# WHAT THIS TASK INVOLVES:
List every line of the material below that contains the string "blaze". Case counts.

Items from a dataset

····················

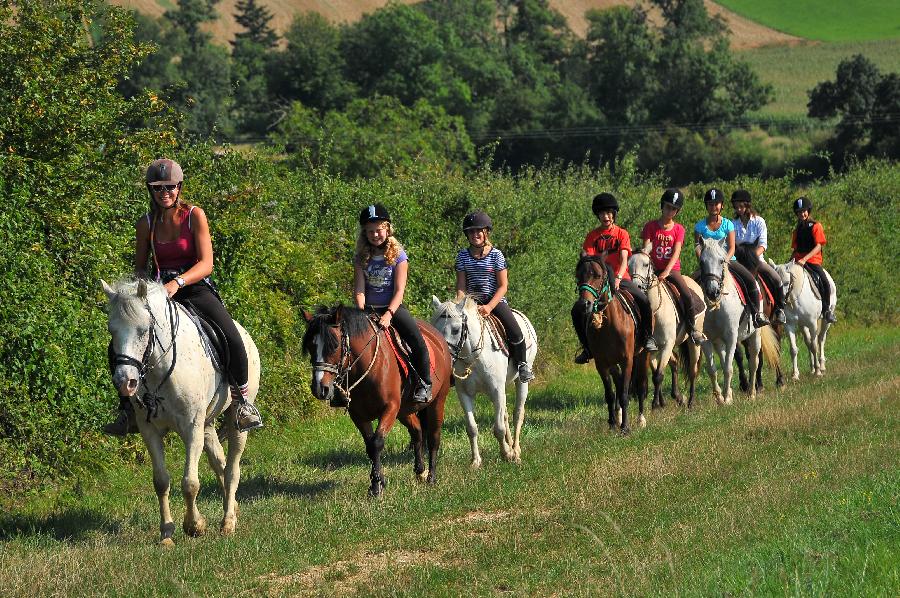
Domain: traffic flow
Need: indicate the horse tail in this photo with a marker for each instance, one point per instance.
(771, 347)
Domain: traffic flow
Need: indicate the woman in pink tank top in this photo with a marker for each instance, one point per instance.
(174, 240)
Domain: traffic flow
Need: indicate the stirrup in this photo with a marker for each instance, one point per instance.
(247, 417)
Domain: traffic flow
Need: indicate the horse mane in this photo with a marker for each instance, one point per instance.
(355, 322)
(127, 304)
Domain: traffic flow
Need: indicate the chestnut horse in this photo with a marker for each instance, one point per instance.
(610, 333)
(352, 355)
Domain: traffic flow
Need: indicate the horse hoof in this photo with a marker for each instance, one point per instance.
(228, 526)
(195, 529)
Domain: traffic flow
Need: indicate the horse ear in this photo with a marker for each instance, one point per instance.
(110, 293)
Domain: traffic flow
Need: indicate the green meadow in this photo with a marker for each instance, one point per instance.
(792, 494)
(849, 20)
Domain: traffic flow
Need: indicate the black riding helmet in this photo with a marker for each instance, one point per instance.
(672, 197)
(740, 196)
(605, 201)
(714, 196)
(802, 203)
(374, 213)
(477, 220)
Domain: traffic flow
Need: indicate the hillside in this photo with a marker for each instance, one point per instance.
(747, 34)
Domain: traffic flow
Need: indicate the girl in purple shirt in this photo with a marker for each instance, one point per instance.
(380, 267)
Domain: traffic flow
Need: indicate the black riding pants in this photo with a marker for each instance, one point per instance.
(822, 281)
(513, 331)
(206, 302)
(406, 326)
(748, 283)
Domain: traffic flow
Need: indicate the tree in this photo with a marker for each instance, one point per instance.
(255, 20)
(867, 104)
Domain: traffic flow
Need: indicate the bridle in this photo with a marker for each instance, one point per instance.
(345, 362)
(144, 366)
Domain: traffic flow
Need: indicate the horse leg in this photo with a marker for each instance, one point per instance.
(236, 442)
(194, 523)
(161, 479)
(414, 425)
(468, 404)
(519, 419)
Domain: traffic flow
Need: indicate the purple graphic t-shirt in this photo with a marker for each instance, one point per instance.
(380, 280)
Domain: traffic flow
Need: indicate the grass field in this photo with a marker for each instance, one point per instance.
(795, 493)
(850, 20)
(794, 70)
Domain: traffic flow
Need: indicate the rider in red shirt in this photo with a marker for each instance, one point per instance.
(614, 241)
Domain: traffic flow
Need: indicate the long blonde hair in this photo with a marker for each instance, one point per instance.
(365, 250)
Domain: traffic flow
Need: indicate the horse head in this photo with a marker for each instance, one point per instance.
(329, 334)
(456, 321)
(593, 275)
(712, 269)
(640, 267)
(132, 308)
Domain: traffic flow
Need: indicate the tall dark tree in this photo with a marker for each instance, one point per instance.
(255, 19)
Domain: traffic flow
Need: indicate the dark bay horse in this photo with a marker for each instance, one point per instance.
(352, 355)
(610, 334)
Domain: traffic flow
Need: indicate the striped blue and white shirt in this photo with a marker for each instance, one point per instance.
(481, 273)
(755, 232)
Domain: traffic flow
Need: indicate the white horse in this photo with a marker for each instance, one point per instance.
(161, 363)
(803, 310)
(667, 329)
(480, 366)
(727, 322)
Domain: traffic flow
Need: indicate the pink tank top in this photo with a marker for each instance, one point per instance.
(174, 255)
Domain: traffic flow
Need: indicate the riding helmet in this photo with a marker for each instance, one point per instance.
(605, 201)
(714, 196)
(373, 213)
(164, 172)
(477, 220)
(740, 196)
(672, 197)
(802, 203)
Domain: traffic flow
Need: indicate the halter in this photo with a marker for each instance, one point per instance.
(456, 348)
(151, 399)
(341, 369)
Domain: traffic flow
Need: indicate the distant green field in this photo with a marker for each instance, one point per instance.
(850, 20)
(794, 70)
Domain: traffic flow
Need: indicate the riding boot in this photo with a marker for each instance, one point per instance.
(247, 416)
(518, 355)
(125, 423)
(579, 323)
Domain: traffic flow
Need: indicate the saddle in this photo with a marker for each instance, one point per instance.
(215, 345)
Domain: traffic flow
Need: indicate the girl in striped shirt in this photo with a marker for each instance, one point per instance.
(481, 273)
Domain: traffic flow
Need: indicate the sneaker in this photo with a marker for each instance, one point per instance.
(248, 417)
(422, 394)
(125, 424)
(583, 357)
(760, 320)
(525, 373)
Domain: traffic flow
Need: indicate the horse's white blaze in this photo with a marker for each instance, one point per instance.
(480, 367)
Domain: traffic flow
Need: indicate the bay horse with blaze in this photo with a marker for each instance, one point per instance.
(352, 355)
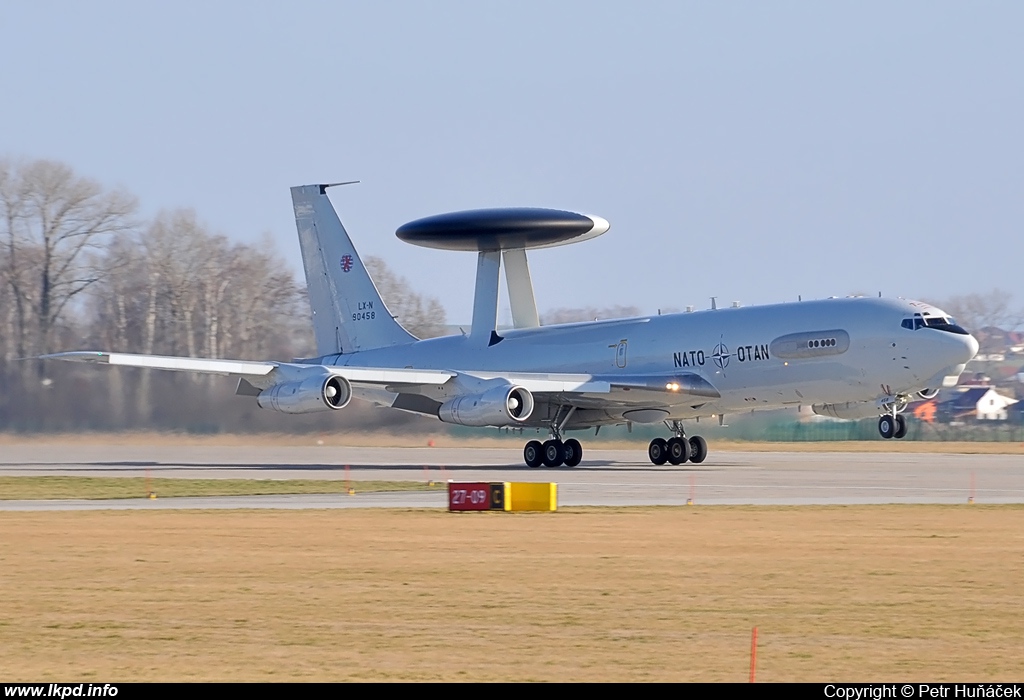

····················

# FINAL RESULT:
Need: indicate the horse's white blaze in this photo with a marker for each instance, one point per instance.
Need: indicate the bay horse with blaze in this photo with a marker for each instance, one point per instance.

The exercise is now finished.